> **The task**: Copy out every line of the items below, requests included, and shift each bounding box coordinate in the answers by adding 88 to it.

> **Given information**:
■ ■ ■ ■
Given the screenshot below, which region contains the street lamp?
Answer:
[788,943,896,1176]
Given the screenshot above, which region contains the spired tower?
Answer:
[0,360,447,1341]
■ ■ ■ ■
> **Solved problem**:
Given the screenshot below, which region contains the street lamp?
Answer:
[876,1031,984,1264]
Given the screenshot above, which region contains the spired tower?
Answer:
[88,448,535,1429]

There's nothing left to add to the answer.